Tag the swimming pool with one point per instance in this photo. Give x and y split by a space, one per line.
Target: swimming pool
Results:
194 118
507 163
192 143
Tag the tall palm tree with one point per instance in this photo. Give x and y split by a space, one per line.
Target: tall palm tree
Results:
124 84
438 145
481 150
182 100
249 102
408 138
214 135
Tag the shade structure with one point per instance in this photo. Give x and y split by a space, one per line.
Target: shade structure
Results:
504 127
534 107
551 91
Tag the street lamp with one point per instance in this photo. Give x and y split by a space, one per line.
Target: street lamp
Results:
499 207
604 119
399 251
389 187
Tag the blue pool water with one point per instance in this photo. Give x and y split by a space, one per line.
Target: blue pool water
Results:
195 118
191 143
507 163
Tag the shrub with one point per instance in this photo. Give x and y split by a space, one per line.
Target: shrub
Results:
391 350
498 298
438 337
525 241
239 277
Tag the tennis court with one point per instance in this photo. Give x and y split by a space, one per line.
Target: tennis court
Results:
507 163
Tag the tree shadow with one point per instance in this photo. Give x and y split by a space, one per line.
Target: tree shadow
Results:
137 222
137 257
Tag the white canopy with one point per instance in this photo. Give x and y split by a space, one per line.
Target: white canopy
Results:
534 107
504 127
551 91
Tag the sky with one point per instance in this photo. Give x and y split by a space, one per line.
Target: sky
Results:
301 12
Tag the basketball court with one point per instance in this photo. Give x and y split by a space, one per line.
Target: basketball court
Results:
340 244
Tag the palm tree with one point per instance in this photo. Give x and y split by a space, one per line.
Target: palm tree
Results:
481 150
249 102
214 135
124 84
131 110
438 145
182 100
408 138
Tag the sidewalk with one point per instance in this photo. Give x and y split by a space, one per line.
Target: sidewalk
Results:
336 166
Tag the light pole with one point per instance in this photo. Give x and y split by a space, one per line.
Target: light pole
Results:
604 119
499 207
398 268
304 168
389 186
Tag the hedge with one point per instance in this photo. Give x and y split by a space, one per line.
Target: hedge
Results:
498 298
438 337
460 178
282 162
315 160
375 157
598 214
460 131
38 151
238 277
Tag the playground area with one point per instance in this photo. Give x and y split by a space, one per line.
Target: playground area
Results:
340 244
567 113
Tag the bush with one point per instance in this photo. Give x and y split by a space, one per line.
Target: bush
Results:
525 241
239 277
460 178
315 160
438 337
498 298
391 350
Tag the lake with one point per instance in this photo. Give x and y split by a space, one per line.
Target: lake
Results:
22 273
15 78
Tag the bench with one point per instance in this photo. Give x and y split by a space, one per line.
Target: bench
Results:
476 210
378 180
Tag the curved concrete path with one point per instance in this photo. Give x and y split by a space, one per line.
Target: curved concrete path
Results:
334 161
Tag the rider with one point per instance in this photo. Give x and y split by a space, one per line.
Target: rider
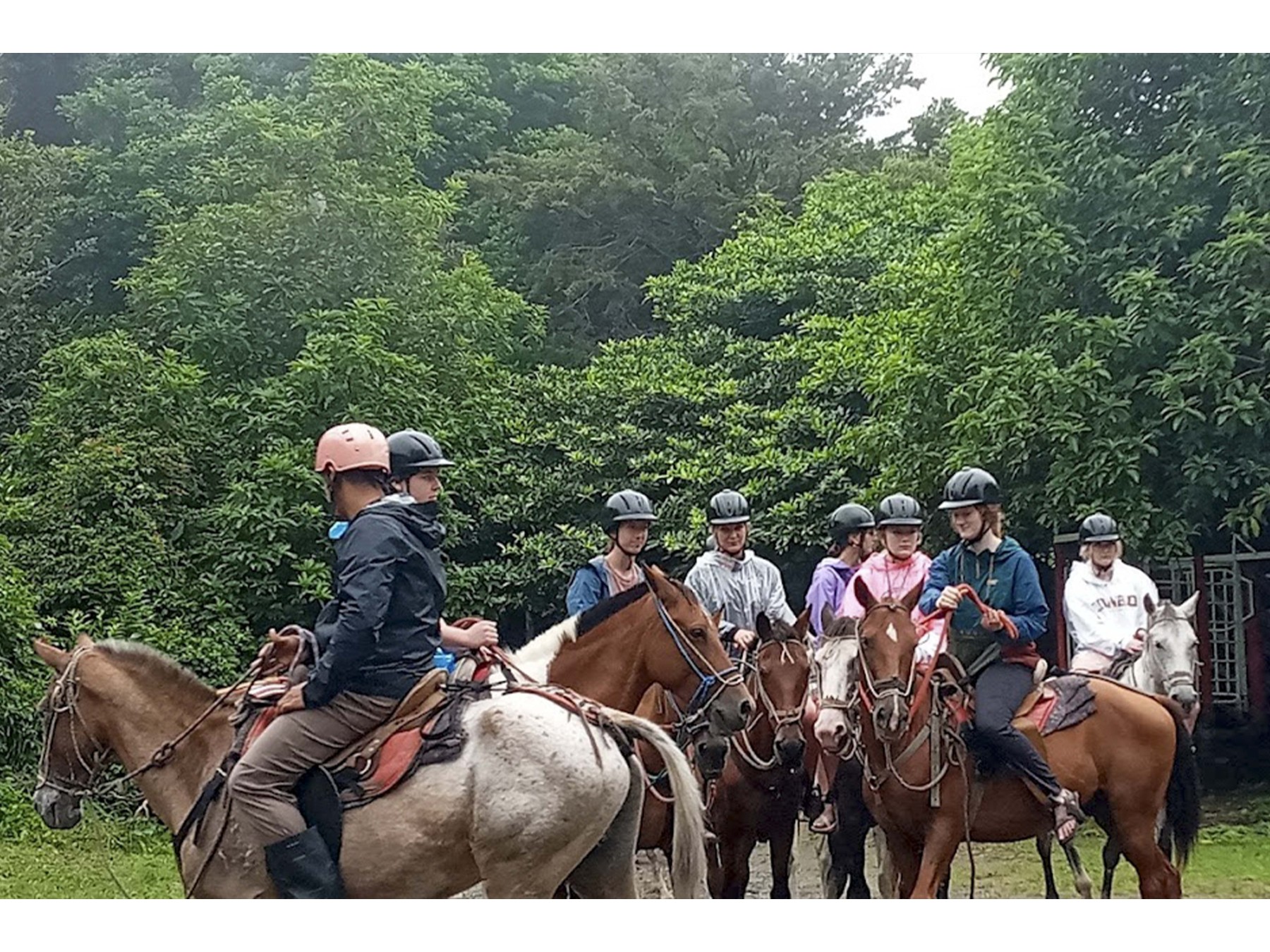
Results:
1005 579
376 640
851 539
1104 601
416 461
732 578
627 518
901 566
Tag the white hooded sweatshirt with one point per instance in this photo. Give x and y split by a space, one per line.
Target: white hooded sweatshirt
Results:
741 587
1103 615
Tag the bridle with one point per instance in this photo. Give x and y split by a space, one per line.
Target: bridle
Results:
711 681
776 716
64 698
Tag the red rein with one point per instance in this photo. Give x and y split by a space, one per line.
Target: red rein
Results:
924 625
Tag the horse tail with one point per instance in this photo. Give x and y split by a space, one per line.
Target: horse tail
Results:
1181 804
689 848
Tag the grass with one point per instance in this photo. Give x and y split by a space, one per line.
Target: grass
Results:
108 857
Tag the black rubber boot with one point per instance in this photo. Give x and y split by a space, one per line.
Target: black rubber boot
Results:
301 867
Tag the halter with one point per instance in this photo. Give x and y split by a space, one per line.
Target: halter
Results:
776 716
64 698
713 682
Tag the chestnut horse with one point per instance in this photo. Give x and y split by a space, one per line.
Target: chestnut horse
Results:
535 796
763 781
1130 761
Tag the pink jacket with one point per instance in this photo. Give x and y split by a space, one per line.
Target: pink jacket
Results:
887 578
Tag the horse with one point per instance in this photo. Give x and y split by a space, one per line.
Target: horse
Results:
536 793
761 790
655 652
845 867
1168 666
1127 761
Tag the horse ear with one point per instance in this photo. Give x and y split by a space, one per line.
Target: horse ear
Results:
54 657
827 618
863 594
763 628
803 621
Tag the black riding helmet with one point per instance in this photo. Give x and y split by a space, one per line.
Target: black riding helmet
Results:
898 509
847 520
411 451
971 487
627 506
1099 527
728 507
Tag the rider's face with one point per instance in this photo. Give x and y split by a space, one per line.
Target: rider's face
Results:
1103 554
732 539
901 541
967 522
425 485
633 536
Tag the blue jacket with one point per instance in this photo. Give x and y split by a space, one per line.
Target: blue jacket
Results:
1005 579
590 585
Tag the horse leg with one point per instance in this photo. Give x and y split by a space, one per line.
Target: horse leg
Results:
780 846
943 838
1044 848
1081 879
609 869
1111 860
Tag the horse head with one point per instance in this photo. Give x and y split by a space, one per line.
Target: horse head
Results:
75 744
782 672
836 676
692 663
1171 649
888 642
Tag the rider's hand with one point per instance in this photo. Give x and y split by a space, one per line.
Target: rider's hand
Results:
949 598
991 620
294 700
483 634
281 649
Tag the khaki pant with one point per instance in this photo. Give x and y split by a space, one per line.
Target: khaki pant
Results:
262 785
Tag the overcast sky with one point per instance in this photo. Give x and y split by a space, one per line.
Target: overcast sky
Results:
959 76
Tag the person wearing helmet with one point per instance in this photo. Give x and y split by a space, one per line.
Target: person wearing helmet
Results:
627 520
851 539
732 579
416 461
373 642
1005 578
1105 601
898 568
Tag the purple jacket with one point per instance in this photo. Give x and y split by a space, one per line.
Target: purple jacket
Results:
828 587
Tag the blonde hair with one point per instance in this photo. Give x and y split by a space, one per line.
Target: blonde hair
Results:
1087 550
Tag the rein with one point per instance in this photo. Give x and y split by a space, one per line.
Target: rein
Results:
778 717
65 700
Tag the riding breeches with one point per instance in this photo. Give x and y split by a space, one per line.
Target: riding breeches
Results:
997 695
262 785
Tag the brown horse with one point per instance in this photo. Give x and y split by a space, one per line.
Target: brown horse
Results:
535 795
762 785
1127 762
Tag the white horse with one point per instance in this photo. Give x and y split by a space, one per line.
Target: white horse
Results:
1168 666
536 796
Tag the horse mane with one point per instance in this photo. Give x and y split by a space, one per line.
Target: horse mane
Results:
538 655
147 660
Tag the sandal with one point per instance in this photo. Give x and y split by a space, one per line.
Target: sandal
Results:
1067 815
827 822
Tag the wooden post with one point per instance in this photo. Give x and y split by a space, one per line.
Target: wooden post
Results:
1206 642
1060 620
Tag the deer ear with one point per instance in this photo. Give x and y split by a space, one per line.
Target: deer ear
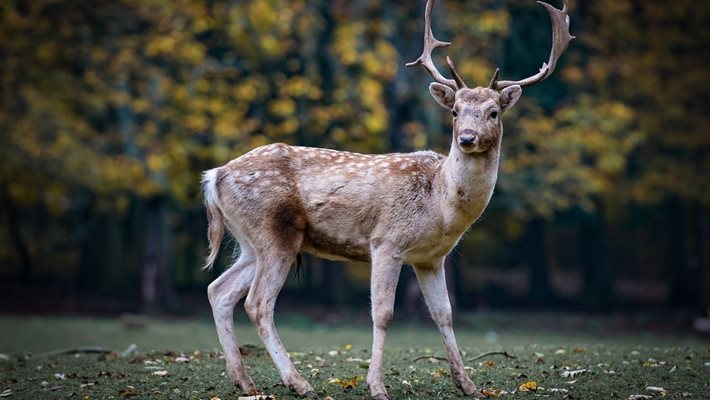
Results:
509 96
443 95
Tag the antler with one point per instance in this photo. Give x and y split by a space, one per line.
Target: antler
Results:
560 40
430 43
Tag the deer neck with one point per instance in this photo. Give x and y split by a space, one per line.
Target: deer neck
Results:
466 185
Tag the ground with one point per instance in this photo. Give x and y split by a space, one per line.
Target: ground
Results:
568 358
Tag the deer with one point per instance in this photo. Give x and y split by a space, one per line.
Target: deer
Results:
388 210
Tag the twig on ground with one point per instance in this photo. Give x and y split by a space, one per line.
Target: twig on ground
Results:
491 353
478 357
90 350
426 357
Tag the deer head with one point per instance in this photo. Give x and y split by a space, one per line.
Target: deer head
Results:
477 112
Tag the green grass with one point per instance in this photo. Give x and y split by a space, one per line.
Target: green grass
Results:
617 365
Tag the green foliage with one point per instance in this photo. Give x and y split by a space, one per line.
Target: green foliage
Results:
107 107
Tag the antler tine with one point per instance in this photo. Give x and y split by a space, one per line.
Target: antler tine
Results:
560 40
430 43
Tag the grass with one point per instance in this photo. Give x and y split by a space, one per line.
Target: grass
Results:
180 360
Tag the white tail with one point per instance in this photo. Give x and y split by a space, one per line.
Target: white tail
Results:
389 209
215 230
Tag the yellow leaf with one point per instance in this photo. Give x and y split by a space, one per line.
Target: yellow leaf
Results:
529 386
491 393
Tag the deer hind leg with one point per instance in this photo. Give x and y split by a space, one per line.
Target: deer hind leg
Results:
383 284
224 293
271 273
432 280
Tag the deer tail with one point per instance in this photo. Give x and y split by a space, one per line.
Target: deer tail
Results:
215 221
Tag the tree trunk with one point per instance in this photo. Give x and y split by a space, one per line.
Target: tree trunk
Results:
13 227
157 288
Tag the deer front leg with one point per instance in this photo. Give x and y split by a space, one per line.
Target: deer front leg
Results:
432 280
271 273
386 267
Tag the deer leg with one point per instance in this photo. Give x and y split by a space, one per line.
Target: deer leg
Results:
432 280
383 283
271 273
224 293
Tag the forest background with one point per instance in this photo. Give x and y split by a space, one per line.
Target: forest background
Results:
109 111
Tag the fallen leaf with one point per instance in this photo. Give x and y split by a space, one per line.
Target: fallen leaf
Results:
656 389
128 392
346 383
529 386
492 393
572 374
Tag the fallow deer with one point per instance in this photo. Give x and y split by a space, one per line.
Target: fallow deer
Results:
389 209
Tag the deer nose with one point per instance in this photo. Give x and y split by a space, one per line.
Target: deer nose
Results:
468 137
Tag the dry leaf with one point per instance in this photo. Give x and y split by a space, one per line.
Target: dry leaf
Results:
572 374
346 383
492 393
656 389
128 392
529 386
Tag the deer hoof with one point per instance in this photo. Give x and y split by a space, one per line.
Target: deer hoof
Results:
309 395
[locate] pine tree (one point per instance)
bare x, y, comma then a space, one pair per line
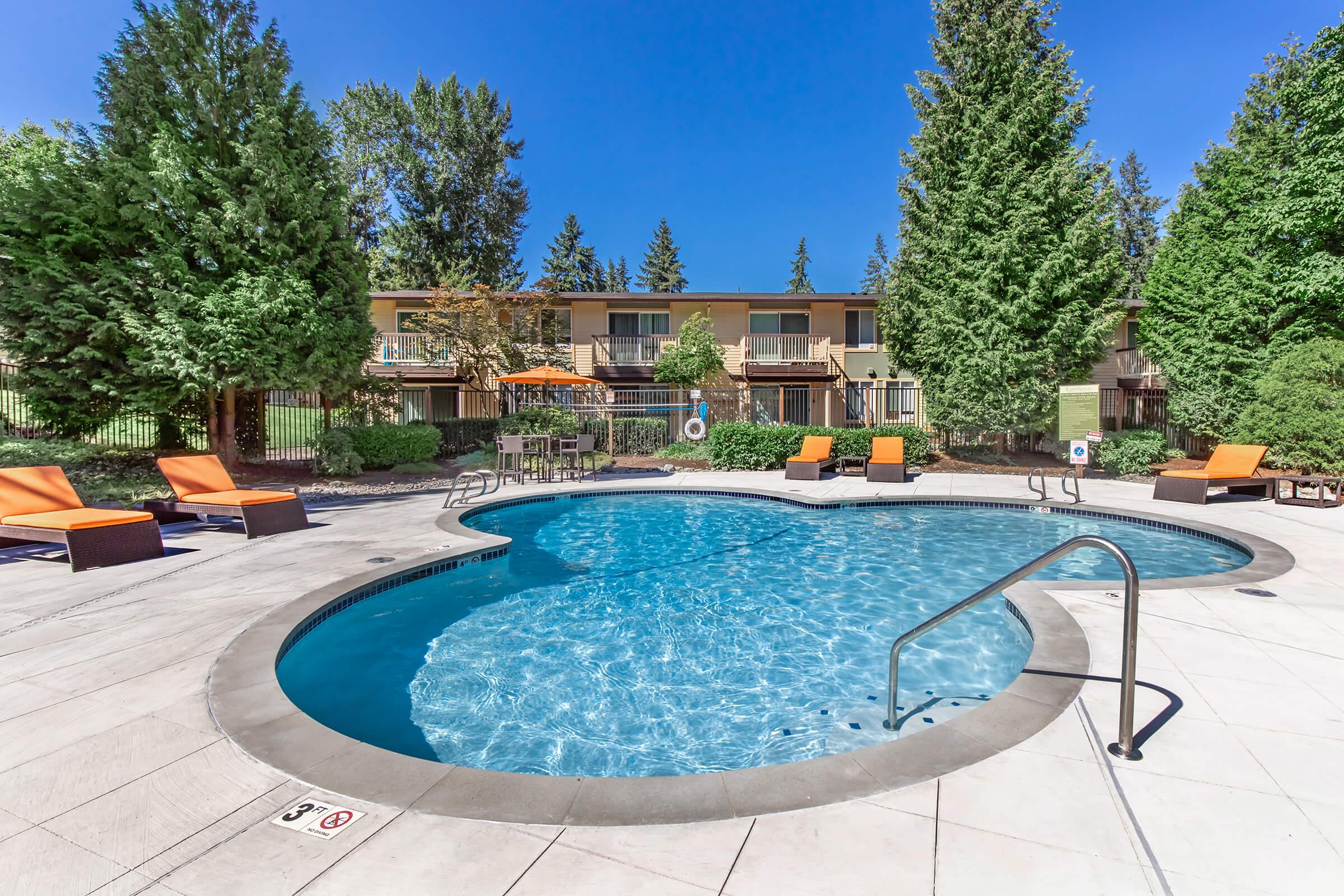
1136, 221
662, 269
617, 277
226, 183
875, 272
800, 282
458, 207
1009, 269
1225, 295
61, 281
572, 267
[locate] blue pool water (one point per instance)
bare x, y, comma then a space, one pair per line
676, 634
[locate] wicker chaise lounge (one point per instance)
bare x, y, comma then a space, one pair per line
200, 484
38, 506
1231, 466
814, 457
889, 460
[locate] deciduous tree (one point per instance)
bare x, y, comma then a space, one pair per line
1009, 269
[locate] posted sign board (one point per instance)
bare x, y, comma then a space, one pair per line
1080, 412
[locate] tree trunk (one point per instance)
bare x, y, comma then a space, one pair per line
213, 421
229, 429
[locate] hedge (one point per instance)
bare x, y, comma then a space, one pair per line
384, 445
756, 446
465, 435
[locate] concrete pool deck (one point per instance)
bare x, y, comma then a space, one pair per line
116, 780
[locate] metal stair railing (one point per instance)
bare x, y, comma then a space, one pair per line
1124, 746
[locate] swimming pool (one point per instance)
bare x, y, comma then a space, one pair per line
664, 634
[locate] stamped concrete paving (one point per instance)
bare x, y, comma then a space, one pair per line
115, 780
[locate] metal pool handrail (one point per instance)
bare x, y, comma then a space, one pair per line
1124, 747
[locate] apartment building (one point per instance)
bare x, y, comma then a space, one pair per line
800, 359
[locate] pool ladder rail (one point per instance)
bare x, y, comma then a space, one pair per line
1063, 484
467, 481
1124, 746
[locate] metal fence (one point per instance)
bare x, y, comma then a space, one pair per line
287, 422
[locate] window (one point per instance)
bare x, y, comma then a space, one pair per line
858, 396
639, 323
557, 325
774, 323
861, 328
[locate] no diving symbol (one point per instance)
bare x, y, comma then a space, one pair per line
335, 820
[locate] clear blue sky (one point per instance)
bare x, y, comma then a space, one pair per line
746, 125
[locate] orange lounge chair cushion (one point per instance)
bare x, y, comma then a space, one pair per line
240, 497
76, 519
195, 474
35, 489
889, 449
1228, 463
815, 449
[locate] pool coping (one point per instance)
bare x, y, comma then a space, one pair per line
250, 707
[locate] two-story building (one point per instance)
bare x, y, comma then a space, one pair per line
795, 358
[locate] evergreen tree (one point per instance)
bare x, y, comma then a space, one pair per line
226, 183
572, 267
1245, 269
875, 272
444, 152
800, 282
1136, 220
662, 269
1009, 269
617, 277
61, 281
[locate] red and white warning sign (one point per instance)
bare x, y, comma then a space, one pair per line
318, 819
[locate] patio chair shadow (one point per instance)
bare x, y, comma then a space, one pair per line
1174, 702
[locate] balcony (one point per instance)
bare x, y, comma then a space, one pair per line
404, 352
787, 356
1135, 365
628, 356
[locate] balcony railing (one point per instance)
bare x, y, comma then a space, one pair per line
788, 348
1135, 362
408, 348
642, 351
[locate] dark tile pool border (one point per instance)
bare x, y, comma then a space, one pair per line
248, 703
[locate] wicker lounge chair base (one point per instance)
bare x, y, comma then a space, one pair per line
1197, 491
102, 546
807, 469
886, 472
259, 519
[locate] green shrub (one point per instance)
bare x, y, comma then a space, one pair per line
632, 436
756, 446
686, 450
335, 454
1132, 452
467, 435
1299, 410
539, 421
384, 445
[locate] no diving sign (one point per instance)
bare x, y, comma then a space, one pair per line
318, 819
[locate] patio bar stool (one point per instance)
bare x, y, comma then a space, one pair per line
510, 459
572, 456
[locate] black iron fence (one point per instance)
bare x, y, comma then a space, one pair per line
281, 425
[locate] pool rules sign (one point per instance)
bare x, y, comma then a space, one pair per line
318, 820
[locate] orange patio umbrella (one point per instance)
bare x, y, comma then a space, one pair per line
548, 375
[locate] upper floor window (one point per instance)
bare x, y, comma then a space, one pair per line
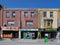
48, 22
32, 14
29, 23
13, 14
11, 22
25, 14
44, 14
7, 14
51, 14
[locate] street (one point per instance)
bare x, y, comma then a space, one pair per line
27, 42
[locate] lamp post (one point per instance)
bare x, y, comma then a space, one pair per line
0, 33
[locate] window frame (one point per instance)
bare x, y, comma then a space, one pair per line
51, 14
7, 14
10, 21
32, 14
44, 14
13, 14
27, 23
25, 14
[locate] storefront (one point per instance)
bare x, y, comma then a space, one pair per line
10, 34
29, 33
50, 33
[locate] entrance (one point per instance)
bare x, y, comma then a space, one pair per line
49, 34
10, 34
29, 34
15, 34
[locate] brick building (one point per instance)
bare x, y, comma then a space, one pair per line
29, 22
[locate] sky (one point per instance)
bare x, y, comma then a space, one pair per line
31, 3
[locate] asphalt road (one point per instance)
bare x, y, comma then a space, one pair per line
27, 42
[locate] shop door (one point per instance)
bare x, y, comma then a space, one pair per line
27, 35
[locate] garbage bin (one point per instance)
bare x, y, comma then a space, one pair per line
45, 39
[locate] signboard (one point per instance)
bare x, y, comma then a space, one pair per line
29, 29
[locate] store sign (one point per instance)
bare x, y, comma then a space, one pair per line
46, 34
29, 29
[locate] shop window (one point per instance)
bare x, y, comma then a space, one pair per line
48, 22
44, 14
32, 14
29, 23
13, 14
51, 14
25, 14
11, 22
7, 14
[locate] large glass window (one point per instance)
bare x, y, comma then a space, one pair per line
11, 22
28, 23
32, 14
51, 14
13, 14
44, 14
25, 14
7, 14
48, 22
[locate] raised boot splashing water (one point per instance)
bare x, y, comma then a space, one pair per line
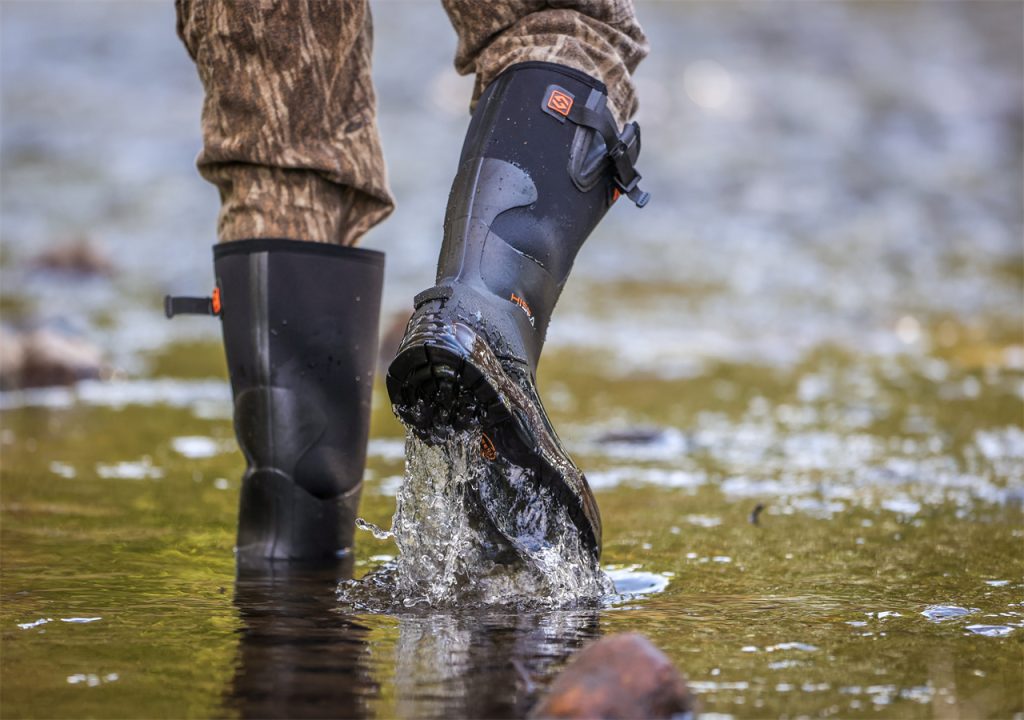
+ + +
* _Work instruction_
What is needed is each line of the entries that contains the word "hoof".

* _Your response_
Tag the deer hoof with one point per instance in this photo. Give x and y split by a space, one per line.
Target: deer hoof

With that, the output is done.